The problem:
Each entry should be printed exactly, with its images omitted.

Data to use:
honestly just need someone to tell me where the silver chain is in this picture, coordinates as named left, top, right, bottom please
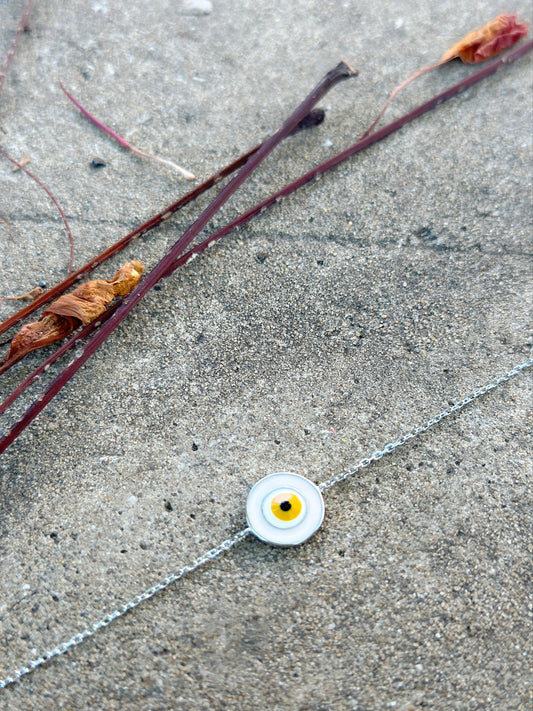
left=318, top=358, right=532, bottom=491
left=0, top=528, right=252, bottom=689
left=0, top=358, right=531, bottom=689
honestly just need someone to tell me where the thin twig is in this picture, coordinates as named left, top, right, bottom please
left=60, top=82, right=195, bottom=180
left=0, top=2, right=75, bottom=278
left=0, top=304, right=119, bottom=418
left=0, top=114, right=324, bottom=410
left=359, top=14, right=529, bottom=141
left=165, top=39, right=533, bottom=277
left=357, top=63, right=440, bottom=141
left=0, top=61, right=356, bottom=452
left=0, top=147, right=257, bottom=337
left=0, top=147, right=75, bottom=275
left=2, top=40, right=531, bottom=453
left=0, top=214, right=16, bottom=243
left=0, top=0, right=34, bottom=94
left=0, top=110, right=324, bottom=337
left=0, top=3, right=74, bottom=278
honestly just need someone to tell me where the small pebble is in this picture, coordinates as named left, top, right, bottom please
left=183, top=0, right=212, bottom=15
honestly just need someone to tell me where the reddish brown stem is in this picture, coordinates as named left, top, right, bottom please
left=0, top=148, right=255, bottom=337
left=60, top=83, right=195, bottom=180
left=2, top=39, right=531, bottom=454
left=0, top=0, right=34, bottom=94
left=0, top=148, right=75, bottom=275
left=0, top=61, right=356, bottom=452
left=0, top=214, right=15, bottom=243
left=0, top=113, right=324, bottom=411
left=0, top=110, right=325, bottom=338
left=357, top=62, right=441, bottom=141
left=166, top=40, right=533, bottom=278
left=0, top=304, right=119, bottom=418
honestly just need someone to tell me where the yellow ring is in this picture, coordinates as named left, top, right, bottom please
left=270, top=492, right=302, bottom=521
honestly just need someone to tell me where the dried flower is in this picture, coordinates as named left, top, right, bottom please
left=440, top=14, right=529, bottom=64
left=359, top=14, right=529, bottom=140
left=0, top=260, right=143, bottom=375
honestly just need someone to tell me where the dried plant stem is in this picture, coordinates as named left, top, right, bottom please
left=167, top=41, right=533, bottom=276
left=125, top=146, right=195, bottom=177
left=1, top=41, right=531, bottom=454
left=0, top=61, right=356, bottom=452
left=357, top=62, right=441, bottom=140
left=60, top=83, right=195, bottom=180
left=0, top=110, right=324, bottom=338
left=0, top=214, right=15, bottom=243
left=0, top=145, right=258, bottom=337
left=0, top=304, right=118, bottom=418
left=0, top=147, right=75, bottom=275
left=0, top=114, right=323, bottom=410
left=0, top=0, right=34, bottom=94
left=0, top=4, right=74, bottom=278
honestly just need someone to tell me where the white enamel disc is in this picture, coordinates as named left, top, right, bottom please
left=246, top=472, right=325, bottom=547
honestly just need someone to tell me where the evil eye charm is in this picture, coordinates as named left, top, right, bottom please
left=246, top=472, right=325, bottom=547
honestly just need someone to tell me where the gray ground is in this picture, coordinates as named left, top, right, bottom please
left=0, top=1, right=532, bottom=709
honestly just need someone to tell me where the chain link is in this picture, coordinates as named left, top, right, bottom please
left=318, top=358, right=532, bottom=491
left=0, top=527, right=252, bottom=689
left=0, top=358, right=530, bottom=689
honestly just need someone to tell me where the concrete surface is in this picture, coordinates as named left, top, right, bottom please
left=0, top=1, right=531, bottom=709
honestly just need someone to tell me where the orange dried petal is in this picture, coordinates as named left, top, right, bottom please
left=109, top=259, right=144, bottom=296
left=0, top=260, right=143, bottom=375
left=44, top=260, right=143, bottom=323
left=0, top=314, right=74, bottom=374
left=46, top=281, right=116, bottom=324
left=8, top=314, right=74, bottom=353
left=440, top=14, right=528, bottom=64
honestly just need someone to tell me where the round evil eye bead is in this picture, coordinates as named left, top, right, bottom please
left=246, top=473, right=325, bottom=547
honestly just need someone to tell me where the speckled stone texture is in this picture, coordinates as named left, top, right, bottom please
left=0, top=1, right=531, bottom=709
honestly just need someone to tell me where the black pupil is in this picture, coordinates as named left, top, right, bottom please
left=280, top=500, right=292, bottom=512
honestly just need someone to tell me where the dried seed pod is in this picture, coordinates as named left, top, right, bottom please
left=440, top=14, right=528, bottom=64
left=0, top=260, right=143, bottom=375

Written answer:
honestly just need someone to tell me where the silver chain is in this picture, coordinates as named left, top, right, bottom please
left=318, top=358, right=532, bottom=491
left=0, top=528, right=252, bottom=689
left=0, top=358, right=531, bottom=689
honestly just need someone to tell me where the thin twig is in this picture, coordinates as named left, top, right, bottom please
left=60, top=82, right=195, bottom=180
left=0, top=2, right=75, bottom=278
left=0, top=304, right=119, bottom=418
left=0, top=114, right=324, bottom=410
left=359, top=14, right=529, bottom=141
left=165, top=39, right=533, bottom=277
left=357, top=63, right=440, bottom=141
left=0, top=61, right=356, bottom=452
left=0, top=147, right=257, bottom=337
left=0, top=147, right=75, bottom=275
left=2, top=40, right=531, bottom=453
left=0, top=214, right=16, bottom=243
left=0, top=0, right=34, bottom=94
left=0, top=110, right=324, bottom=337
left=0, top=3, right=74, bottom=278
honestly just need someone to tell me where the small pebble is in this picture, coordinates as named left, top, right, bottom please
left=183, top=0, right=212, bottom=15
honestly just need someone to tell me where the reddish brown stem is in this picture, coordinates as named left, top, right, bottom please
left=0, top=148, right=255, bottom=337
left=60, top=83, right=195, bottom=180
left=2, top=39, right=531, bottom=454
left=0, top=0, right=34, bottom=94
left=0, top=148, right=75, bottom=275
left=0, top=61, right=356, bottom=452
left=0, top=214, right=15, bottom=243
left=0, top=113, right=324, bottom=411
left=0, top=110, right=325, bottom=338
left=357, top=62, right=441, bottom=141
left=166, top=40, right=533, bottom=278
left=0, top=304, right=119, bottom=418
honestly just need someone to tell me where the yellow ring is in this picture, coordinates as named left, top, right, bottom please
left=270, top=492, right=302, bottom=521
honestly just need someone to tell me where the dried flower is in this picture, coordinates as named left, top, right, bottom please
left=440, top=14, right=529, bottom=64
left=359, top=14, right=529, bottom=140
left=0, top=260, right=143, bottom=375
honestly just need someone to tell me where the dried plant stem is in this picture, coordinates as named left, top, right, bottom please
left=167, top=41, right=533, bottom=276
left=125, top=146, right=195, bottom=177
left=1, top=41, right=531, bottom=454
left=0, top=61, right=356, bottom=452
left=357, top=62, right=441, bottom=140
left=60, top=83, right=195, bottom=180
left=0, top=110, right=324, bottom=338
left=0, top=214, right=15, bottom=243
left=0, top=145, right=258, bottom=337
left=0, top=304, right=118, bottom=418
left=0, top=147, right=75, bottom=275
left=0, top=114, right=323, bottom=410
left=0, top=0, right=34, bottom=94
left=0, top=4, right=74, bottom=278
honestly just need someone to tell me where the white enamel disc is in this picture, coordinates as named left, top, right, bottom please
left=246, top=472, right=325, bottom=547
honestly just need someone to tell me where the evil eye charm is in this picture, coordinates as named left, top, right, bottom please
left=246, top=472, right=325, bottom=547
honestly just need someone to tell me where the gray ground is in this picture, coordinates as named left, top, right, bottom please
left=0, top=1, right=532, bottom=709
honestly just need someone to tell me where the chain link is in this picture, coordinates as named left, top, right, bottom please
left=318, top=358, right=532, bottom=491
left=0, top=527, right=252, bottom=689
left=0, top=358, right=530, bottom=689
honestly just need someone to tell me where the concrete surface is in this picture, coordinates as named left, top, right, bottom please
left=0, top=1, right=531, bottom=709
honestly just need someone to tell me where the orange dried petal is in this picture, coordinates as named left, top, right, bottom please
left=109, top=259, right=144, bottom=296
left=0, top=260, right=143, bottom=375
left=44, top=260, right=143, bottom=323
left=0, top=314, right=74, bottom=374
left=46, top=281, right=116, bottom=324
left=8, top=314, right=74, bottom=353
left=440, top=14, right=528, bottom=64
honestly just need someone to tell me where the round evil eye bead is in this picture, coordinates as named left, top, right, bottom please
left=246, top=473, right=325, bottom=547
honestly just need someone to tell me where the speckled stone texture is in this picture, coordinates as named left, top, right, bottom please
left=0, top=1, right=531, bottom=709
honestly just need someone to tell me where the black pupil is in this picture, coordinates as named left, top, right, bottom please
left=280, top=500, right=292, bottom=512
honestly just need someone to tell me where the dried seed pod is in this picture, coordinates as named left, top, right, bottom please
left=440, top=14, right=528, bottom=64
left=0, top=260, right=143, bottom=375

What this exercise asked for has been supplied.